Problem ▸
State how many lines in the listing below contain the string "clump", counting only matches with the same case. Reply with the number alone.

** begin **

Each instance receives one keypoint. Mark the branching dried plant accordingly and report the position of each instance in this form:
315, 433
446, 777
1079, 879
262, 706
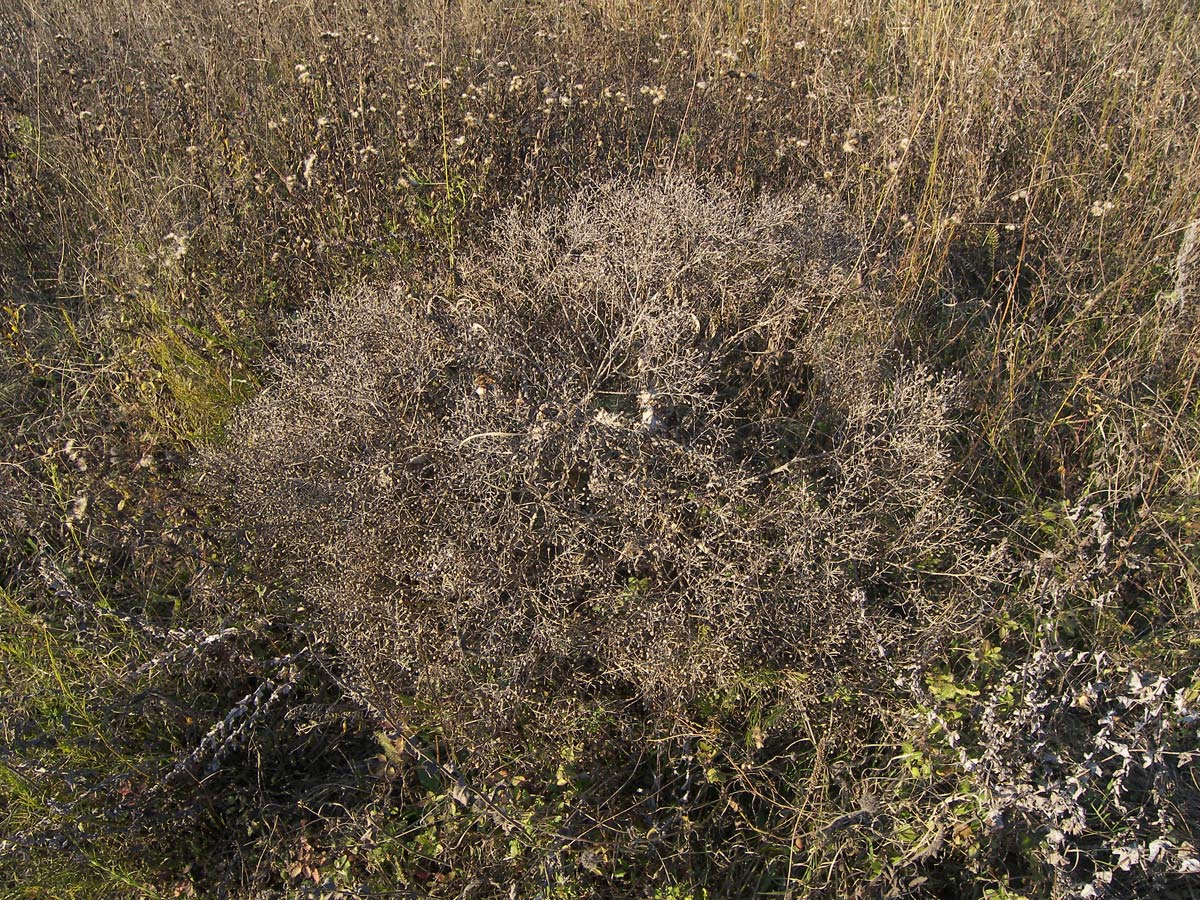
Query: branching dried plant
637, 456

** end **
** begin **

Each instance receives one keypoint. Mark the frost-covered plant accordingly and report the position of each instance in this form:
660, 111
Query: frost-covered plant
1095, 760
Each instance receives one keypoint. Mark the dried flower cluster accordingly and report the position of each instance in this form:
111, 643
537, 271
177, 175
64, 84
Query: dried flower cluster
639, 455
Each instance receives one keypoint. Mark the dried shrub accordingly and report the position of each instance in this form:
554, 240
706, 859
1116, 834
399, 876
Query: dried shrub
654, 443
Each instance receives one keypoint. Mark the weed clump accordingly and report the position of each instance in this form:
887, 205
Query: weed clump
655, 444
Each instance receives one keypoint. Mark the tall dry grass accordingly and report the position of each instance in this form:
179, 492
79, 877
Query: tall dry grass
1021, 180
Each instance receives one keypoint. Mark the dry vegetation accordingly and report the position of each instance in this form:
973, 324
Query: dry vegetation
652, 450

** end **

Written response ▸
2